# Given task
Can you gather every line of the material below that contains the word "palm" and copy each one out? Case counts.

# Data for this task
——————————

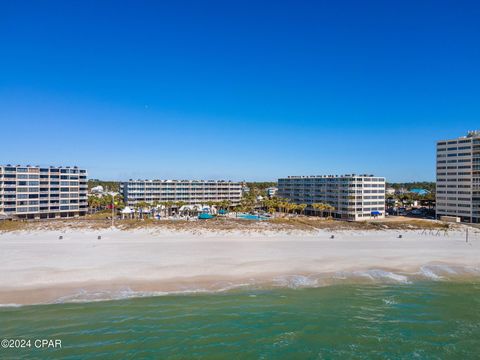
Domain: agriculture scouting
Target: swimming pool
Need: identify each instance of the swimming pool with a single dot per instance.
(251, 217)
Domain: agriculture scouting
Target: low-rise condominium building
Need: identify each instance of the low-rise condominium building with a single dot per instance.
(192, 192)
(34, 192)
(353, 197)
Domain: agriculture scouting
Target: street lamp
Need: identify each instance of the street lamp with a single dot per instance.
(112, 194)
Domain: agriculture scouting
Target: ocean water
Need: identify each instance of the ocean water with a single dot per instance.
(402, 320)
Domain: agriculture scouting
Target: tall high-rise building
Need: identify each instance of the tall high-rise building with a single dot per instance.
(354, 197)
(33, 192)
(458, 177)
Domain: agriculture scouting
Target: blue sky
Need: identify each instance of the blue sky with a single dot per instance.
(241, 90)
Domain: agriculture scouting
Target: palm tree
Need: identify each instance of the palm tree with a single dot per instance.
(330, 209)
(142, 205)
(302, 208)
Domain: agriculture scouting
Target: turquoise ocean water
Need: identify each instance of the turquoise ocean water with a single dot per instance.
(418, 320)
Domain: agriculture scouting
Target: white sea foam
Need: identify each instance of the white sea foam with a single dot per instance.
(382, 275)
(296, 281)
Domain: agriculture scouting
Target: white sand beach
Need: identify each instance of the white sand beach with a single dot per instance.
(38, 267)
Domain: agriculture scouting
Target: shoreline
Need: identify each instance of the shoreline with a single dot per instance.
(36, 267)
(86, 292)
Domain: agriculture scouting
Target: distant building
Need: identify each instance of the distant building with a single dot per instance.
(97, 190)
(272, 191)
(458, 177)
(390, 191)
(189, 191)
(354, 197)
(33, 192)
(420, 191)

——————————

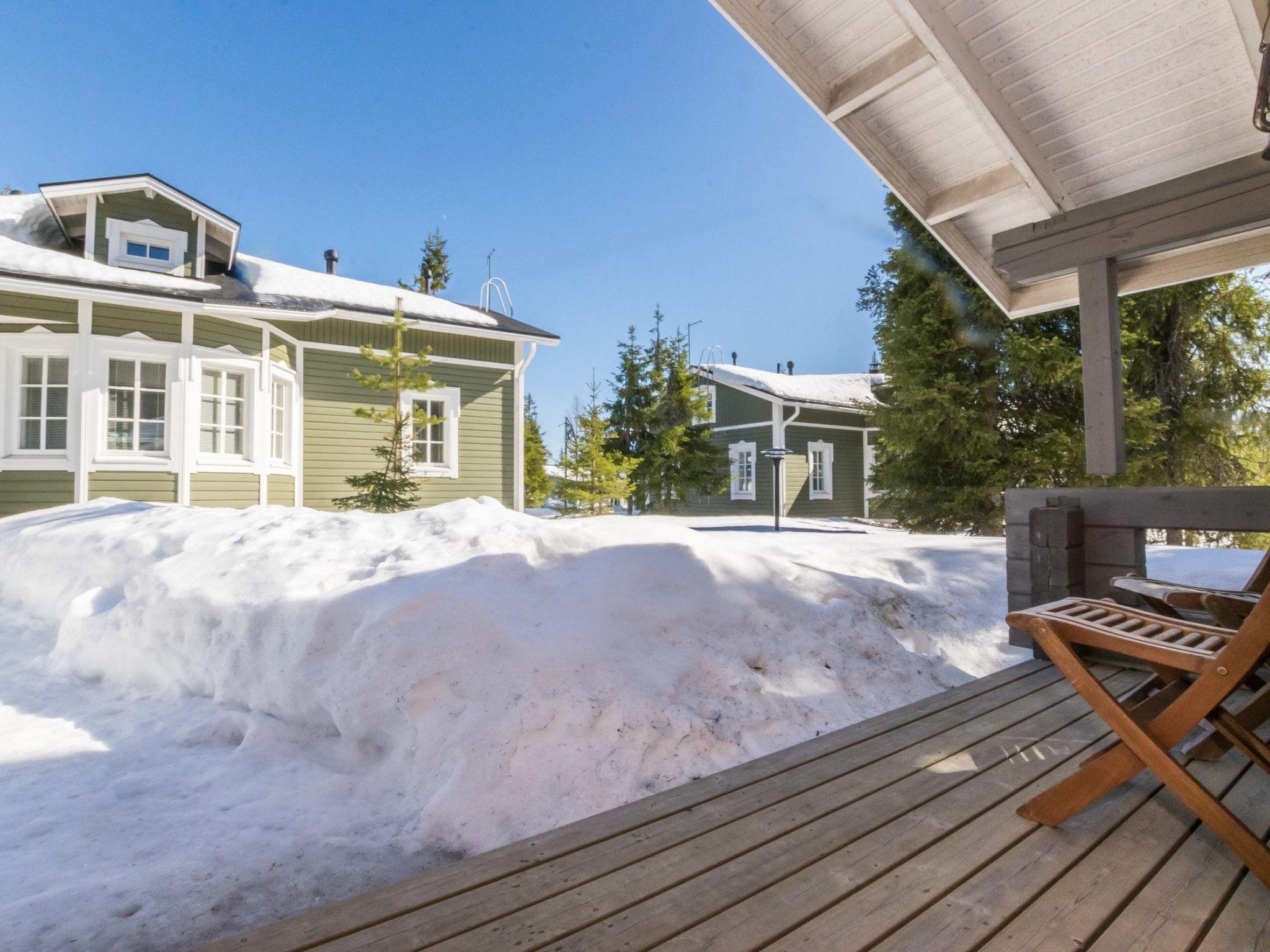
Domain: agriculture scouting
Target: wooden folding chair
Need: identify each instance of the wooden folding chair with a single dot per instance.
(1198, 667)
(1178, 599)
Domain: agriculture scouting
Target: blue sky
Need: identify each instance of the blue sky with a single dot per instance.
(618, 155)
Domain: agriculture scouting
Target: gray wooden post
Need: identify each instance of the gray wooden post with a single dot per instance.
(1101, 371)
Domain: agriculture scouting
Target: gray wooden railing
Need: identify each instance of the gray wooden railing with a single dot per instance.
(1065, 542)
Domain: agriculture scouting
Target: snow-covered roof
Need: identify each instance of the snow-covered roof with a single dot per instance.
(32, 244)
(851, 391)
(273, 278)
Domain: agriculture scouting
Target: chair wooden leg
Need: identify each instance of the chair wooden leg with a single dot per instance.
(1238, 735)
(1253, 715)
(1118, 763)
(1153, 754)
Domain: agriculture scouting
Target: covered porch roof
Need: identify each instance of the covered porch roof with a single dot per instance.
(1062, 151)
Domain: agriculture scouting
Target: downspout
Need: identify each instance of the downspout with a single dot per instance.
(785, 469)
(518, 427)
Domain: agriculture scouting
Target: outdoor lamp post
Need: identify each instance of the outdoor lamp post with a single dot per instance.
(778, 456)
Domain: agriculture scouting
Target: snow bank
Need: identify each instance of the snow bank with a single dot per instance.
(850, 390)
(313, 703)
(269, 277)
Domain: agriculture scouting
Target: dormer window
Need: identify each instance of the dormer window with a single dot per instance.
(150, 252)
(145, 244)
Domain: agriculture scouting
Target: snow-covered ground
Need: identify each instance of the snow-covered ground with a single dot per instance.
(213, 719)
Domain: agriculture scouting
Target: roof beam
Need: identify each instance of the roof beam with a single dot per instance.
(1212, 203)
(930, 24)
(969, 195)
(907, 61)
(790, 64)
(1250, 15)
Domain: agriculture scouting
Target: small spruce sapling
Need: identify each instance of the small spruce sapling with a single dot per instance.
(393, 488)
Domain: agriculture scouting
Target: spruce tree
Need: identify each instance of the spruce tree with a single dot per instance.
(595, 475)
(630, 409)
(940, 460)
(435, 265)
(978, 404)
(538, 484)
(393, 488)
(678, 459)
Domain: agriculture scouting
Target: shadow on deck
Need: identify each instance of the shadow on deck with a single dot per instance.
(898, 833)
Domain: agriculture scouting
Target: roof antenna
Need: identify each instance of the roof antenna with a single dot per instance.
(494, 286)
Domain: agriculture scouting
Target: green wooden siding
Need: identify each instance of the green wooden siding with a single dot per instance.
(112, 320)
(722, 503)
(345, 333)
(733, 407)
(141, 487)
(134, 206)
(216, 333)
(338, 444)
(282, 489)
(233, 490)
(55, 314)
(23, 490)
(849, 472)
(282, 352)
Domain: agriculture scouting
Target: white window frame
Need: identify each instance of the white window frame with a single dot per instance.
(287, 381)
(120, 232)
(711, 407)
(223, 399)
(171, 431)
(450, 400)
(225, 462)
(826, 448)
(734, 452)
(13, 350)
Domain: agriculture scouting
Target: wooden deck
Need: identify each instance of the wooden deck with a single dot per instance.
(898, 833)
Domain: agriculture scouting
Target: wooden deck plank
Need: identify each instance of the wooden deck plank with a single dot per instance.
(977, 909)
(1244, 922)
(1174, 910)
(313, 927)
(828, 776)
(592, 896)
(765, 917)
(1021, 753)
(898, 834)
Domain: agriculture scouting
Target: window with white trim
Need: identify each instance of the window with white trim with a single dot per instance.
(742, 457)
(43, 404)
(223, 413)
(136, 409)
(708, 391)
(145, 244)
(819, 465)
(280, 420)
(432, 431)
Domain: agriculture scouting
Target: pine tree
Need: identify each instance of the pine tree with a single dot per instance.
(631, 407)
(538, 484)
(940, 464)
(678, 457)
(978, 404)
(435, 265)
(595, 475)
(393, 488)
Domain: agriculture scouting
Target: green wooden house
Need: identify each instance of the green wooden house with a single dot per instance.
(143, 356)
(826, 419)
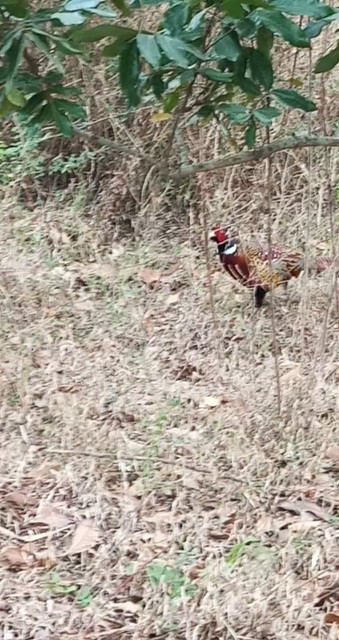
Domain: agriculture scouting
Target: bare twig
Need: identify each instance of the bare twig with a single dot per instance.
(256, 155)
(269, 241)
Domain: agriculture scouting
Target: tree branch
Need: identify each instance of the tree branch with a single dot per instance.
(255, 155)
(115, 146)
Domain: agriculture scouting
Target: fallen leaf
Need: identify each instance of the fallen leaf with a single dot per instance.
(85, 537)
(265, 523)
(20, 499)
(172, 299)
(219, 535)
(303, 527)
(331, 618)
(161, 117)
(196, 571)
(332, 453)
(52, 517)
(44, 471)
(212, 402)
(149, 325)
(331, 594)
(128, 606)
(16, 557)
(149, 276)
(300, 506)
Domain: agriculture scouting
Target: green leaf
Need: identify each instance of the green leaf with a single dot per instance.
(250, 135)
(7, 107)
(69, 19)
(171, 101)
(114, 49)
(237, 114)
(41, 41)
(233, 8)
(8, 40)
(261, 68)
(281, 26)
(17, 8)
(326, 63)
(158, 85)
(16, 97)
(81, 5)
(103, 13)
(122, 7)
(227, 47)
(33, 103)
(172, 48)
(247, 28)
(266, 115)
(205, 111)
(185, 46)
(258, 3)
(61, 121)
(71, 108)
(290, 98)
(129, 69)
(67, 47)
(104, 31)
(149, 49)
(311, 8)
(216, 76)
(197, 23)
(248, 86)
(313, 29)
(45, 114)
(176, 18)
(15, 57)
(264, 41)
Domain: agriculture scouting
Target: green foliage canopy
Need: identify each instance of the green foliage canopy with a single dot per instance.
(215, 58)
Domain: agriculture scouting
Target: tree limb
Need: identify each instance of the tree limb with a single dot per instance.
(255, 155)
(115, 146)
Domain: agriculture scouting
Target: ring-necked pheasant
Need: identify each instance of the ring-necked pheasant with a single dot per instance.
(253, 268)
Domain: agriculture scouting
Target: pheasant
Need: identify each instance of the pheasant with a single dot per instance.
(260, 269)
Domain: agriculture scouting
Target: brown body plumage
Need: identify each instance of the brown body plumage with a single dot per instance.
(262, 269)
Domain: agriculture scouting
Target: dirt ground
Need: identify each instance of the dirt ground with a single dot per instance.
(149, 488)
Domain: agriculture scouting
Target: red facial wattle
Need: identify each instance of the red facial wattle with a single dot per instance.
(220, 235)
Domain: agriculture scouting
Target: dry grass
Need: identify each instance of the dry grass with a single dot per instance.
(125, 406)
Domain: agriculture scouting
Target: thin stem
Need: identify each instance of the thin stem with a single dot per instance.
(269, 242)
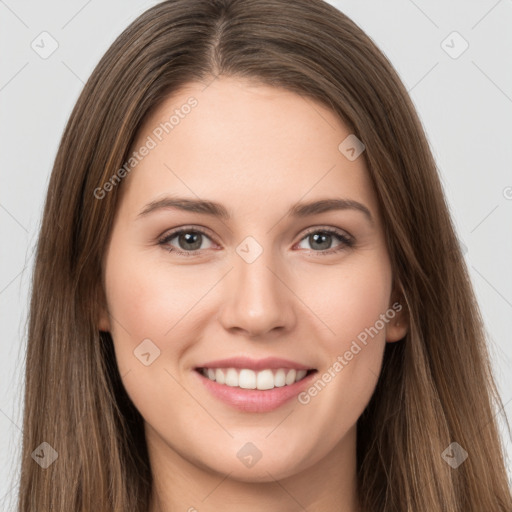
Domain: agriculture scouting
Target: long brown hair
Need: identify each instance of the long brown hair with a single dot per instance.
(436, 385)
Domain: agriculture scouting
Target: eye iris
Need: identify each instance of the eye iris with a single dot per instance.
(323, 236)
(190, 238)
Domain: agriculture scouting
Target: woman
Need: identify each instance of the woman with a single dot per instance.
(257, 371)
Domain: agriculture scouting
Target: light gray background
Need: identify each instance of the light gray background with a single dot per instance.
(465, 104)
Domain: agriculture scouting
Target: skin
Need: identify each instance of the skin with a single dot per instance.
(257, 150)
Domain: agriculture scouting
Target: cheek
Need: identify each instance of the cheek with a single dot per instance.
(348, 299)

——————————

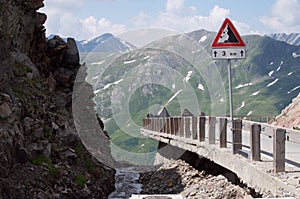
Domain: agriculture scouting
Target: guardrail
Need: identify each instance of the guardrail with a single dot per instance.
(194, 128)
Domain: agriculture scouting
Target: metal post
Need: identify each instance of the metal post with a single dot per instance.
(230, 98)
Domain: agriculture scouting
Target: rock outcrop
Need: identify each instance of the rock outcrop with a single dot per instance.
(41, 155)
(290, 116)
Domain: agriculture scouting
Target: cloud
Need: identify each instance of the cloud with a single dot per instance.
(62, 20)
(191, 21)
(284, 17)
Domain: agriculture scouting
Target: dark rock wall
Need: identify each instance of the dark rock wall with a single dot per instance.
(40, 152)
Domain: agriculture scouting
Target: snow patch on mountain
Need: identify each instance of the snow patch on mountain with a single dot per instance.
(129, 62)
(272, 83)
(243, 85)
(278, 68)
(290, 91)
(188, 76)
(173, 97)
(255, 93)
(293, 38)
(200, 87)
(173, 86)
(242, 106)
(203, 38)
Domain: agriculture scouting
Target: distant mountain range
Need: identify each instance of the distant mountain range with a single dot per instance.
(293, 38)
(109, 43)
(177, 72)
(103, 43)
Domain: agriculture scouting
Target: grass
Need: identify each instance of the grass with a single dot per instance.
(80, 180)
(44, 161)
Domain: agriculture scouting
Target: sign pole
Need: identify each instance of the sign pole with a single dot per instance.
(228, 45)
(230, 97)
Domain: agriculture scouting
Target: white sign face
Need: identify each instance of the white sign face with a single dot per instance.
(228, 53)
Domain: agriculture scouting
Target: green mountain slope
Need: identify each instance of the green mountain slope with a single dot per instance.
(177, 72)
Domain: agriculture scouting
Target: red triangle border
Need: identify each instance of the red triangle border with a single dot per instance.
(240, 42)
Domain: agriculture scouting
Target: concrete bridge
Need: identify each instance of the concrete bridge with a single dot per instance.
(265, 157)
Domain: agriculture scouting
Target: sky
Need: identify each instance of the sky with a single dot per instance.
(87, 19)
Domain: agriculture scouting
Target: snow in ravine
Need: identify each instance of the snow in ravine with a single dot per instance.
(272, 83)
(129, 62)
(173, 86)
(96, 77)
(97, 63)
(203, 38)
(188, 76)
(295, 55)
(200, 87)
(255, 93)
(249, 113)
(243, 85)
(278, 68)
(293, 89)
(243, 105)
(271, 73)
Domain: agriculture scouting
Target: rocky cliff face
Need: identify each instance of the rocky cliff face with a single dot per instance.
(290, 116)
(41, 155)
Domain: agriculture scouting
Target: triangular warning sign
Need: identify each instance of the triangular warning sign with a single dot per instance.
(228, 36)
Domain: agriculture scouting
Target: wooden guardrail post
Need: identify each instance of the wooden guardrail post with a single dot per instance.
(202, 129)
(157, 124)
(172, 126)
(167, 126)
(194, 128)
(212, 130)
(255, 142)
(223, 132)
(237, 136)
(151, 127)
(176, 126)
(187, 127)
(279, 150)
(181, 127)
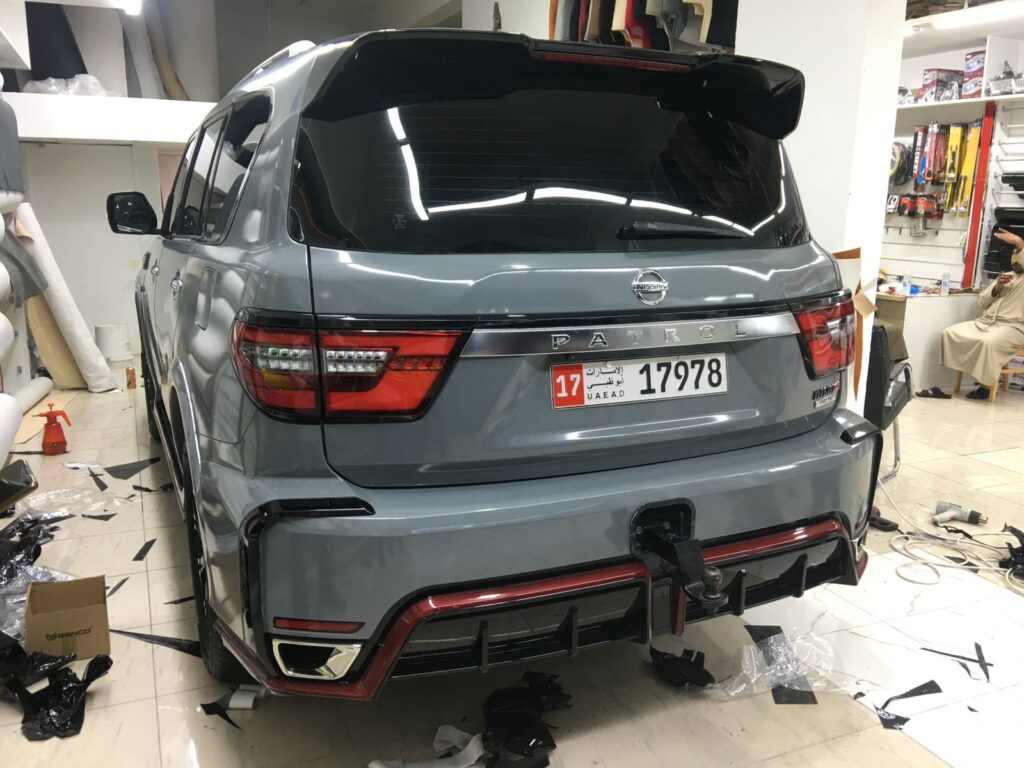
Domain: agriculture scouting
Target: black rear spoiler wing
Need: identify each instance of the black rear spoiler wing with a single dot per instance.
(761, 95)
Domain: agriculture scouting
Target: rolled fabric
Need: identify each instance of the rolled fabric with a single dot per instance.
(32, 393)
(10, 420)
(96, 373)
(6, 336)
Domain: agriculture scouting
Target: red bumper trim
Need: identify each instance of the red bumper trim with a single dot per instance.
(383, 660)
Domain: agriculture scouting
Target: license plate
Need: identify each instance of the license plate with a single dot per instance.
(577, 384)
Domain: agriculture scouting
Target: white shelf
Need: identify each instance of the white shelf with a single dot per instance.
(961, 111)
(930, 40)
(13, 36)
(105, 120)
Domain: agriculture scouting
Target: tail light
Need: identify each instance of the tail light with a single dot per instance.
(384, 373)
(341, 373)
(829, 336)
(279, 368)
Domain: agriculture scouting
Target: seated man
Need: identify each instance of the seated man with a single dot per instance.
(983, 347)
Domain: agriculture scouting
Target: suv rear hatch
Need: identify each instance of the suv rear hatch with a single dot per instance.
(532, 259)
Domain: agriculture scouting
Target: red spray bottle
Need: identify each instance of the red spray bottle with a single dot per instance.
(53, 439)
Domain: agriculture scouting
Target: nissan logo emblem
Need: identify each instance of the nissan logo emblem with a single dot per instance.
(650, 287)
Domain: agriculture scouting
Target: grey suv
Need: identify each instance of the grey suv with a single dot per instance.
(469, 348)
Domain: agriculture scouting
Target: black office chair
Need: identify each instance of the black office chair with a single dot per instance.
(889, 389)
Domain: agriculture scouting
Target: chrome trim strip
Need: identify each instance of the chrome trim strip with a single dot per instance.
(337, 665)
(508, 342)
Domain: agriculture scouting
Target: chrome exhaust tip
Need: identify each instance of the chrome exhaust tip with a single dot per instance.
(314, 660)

——————————

# Written solution
Target: palm tree
Need: identify each instance of the palm tree with a single dot per instance.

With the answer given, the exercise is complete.